> [Selected excerpt]:
January 24th, 2006 by Chuck Sharp

Keyboard Shortcuts - Recap & Custom Hotkeys

If you aren’t familiar with selecting, cutting, and pasting text, using the keyboard, or navigating around windows without a mouse, learn how. Once you get that, you can go for the advanced shortcuts.

After getting familiar and comfortable with those, you can start creating your own shortcuts using free software. The free program that’s the rave right now, and that I like alot, is Qliner hotkeys. To install the hotkeys software, download the zip file, unzip it to a folder (I use 7-zip, a free and incredible program for zip file management), and then run the setup.exe program. ** One note: if you have a Windows key (the flag key between the Control and Alt keys), you might want to un-check the option in the installation setup screens that lets you use the Caps Lock key as a Windows key.

Once hotkeys is installed, it will begin running. Here’s the most important and coolest part of this program: if you hold down the Windows key for several seconds, a keyboard picture comes up that shows you all the Windows + shortcuts that exist. It’s a cheatsheet!

To make your own hotkey shortcut, bring up the keyboard map by holding down the Windows key, and while the map is up (keep pressing the Windows key), right-click your mouse on the key you want to assign a shortcut to. Then, click the “New Hotkey” menu item. Click on the “Browse” button, and then go look for your program to assign. Usually, you’ll find your program in C:\Program Files\the product, company, or program’s folder. Select the program, hit Ok, and you can use Windows + [assigned key] to access your program! This also appears to work with folders.

> [List of tasks]:
1. Decide whether each statement agrees with the keyboard shortcuts post above, answering yes or no and quoting the words that decide it. (a) Holding down the Windows key for several seconds brings up a keyboard picture of the Windows shortcuts. (b) The post advises people who have a Windows key to use the Caps Lock key as a Windows key. (c) According to the post, assigned hotkeys work only with programs and not with folders.
2. Carry on writing the keyboard shortcuts post above, picking up after its final sentence.

> [Extracted data]:
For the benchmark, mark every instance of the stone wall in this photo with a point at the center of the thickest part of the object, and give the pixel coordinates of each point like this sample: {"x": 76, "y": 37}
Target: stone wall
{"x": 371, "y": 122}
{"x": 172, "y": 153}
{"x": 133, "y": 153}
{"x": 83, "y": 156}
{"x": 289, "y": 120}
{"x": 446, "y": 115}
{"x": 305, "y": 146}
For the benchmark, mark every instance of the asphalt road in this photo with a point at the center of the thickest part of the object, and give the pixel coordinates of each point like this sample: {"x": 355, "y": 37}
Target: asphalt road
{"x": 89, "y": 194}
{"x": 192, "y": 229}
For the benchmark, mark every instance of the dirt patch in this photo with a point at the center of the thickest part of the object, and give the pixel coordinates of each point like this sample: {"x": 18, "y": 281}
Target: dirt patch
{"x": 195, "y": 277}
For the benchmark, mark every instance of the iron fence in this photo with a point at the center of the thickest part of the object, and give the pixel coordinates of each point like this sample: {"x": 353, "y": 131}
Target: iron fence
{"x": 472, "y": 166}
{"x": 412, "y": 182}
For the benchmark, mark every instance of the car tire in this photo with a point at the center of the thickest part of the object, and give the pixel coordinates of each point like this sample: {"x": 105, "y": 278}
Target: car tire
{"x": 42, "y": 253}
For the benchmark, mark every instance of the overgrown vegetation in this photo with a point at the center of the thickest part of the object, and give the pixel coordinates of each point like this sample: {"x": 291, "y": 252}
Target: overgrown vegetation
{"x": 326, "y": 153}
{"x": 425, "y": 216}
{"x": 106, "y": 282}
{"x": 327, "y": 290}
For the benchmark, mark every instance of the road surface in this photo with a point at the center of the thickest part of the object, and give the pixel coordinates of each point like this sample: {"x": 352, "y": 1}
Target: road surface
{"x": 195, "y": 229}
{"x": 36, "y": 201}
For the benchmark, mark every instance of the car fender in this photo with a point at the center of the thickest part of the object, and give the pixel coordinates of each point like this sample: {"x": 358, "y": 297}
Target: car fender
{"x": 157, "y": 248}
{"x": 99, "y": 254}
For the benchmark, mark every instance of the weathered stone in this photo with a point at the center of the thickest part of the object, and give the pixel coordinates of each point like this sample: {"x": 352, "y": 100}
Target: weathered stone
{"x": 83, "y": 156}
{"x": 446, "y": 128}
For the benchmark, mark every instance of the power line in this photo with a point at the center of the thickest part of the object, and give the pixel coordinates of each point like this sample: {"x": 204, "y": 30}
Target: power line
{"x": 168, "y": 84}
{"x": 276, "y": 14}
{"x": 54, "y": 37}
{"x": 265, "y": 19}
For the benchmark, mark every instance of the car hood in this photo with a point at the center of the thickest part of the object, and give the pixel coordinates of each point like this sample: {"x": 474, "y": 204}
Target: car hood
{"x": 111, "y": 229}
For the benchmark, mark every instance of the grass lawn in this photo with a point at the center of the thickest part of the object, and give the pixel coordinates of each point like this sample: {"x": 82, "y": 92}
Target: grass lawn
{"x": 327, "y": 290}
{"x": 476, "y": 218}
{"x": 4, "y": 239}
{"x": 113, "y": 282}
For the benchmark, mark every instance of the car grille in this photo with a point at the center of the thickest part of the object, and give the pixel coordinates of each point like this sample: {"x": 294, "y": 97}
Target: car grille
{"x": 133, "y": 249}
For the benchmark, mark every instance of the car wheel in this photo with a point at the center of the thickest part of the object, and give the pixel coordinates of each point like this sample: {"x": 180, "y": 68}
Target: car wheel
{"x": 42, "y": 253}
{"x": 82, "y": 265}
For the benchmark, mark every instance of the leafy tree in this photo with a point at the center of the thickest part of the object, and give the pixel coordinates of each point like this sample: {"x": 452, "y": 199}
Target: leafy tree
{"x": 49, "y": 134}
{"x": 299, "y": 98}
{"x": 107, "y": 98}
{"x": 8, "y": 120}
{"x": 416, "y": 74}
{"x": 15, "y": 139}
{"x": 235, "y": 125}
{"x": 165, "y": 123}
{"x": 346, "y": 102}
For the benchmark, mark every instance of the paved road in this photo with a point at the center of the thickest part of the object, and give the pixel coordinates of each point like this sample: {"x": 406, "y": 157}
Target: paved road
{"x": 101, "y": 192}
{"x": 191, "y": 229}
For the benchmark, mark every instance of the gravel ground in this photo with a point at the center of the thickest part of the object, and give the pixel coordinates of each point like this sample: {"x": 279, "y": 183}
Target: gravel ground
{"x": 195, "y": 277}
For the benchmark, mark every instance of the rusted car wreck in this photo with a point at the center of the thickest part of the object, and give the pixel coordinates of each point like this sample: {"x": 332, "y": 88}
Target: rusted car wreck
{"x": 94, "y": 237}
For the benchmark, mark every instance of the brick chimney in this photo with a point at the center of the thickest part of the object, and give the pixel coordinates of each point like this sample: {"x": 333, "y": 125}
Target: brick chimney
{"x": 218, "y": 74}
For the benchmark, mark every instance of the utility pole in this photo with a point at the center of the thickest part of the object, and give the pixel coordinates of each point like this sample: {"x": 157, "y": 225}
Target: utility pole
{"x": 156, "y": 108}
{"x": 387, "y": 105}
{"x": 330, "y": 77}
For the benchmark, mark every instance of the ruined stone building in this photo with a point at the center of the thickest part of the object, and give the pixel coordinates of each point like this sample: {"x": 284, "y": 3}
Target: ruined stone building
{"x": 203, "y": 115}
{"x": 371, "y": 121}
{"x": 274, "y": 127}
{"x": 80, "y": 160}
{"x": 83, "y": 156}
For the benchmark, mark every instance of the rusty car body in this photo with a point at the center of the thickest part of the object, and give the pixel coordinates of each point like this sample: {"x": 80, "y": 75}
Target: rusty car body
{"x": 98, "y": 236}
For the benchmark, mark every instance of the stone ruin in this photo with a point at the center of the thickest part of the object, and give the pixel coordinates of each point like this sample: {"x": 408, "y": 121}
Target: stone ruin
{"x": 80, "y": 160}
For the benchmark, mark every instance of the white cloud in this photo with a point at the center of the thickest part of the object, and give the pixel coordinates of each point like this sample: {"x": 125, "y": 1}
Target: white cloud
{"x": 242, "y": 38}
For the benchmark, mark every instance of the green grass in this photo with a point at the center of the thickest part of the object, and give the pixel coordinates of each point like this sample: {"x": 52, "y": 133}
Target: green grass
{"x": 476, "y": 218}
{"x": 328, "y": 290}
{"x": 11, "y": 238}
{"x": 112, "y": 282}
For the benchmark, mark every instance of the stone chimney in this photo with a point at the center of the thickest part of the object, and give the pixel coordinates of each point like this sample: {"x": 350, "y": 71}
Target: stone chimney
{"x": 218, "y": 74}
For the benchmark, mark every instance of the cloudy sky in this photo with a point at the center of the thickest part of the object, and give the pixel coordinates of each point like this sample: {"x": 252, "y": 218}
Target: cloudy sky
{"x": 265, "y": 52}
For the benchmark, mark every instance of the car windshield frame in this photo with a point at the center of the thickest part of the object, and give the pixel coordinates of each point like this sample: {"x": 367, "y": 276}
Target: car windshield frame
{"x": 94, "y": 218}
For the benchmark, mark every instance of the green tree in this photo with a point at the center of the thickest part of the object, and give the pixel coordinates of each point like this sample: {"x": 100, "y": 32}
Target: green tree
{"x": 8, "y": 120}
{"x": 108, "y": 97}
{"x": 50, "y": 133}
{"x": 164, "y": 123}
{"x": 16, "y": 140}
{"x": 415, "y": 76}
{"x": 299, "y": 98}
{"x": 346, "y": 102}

> [Expected answers]:
1.
(a) Yes: "if you hold down the Windows key for several seconds, a keyboard picture comes up that shows you all the Windows + shortcuts that exist"
(b) No: "you might want to un-check the option in the installation setup screens that lets you use the Caps Lock key as a Windows key"
(c) No: "This also appears to work with folders."

2.
Mouse basics

The right mouse button

In just about every text field/box, word-processing document, web browser, or other application, clicking the right mouse button on that field or application’s content will bring up a menu. This menu is called the context menu, and it can also be opened by pressing the context key on your keyboard (looks like a mouse and a menu next to the right Control key). It’s called the context menu because it brings up a menu of possible actions that depend on what you’re doing. For instance, if you’re in MS Word and you click the right button while the mouse cursor is in the document area of the screen, you’ll get a menu that lets you cut, copy, paste, and format the font and paragraph, among some other options. If you’re in Internet Explorer or Firefox, the right mouse button on a web page will bring up a menu that has the “Back” and “Forward” commands, along with many others.

You can also right-click just about any object in Windows, like a desktop icon, a file or folder in Windows Explorer, the taskbar, programs listed in the taskbar, etc. Play around, you’ll probably find some useful commands in those menus.

The scroll wheel

Almost all new mice (mouses? meeses?) today have a wheel between the left and right button. In any window on you screen where there is a scrollbar that you can use to move to different parts of a document, such as a web page, you can roll the mouse wheel backward and forward to scroll instead. It’s such a tiny thing, but it’s so amazingly useful. Once you start using the scroll wheel, you’ll never look back.

You can also click the scroll wheel down like a mouse button. If you do that in a scrollable area, like a web page, you’ll see a circle on your screen show up with arrows in it. Until you click any mouse button again, your document will scroll around as you move your mouse cursor up and down. I don’t use this feature as much, but it’s there if you need it.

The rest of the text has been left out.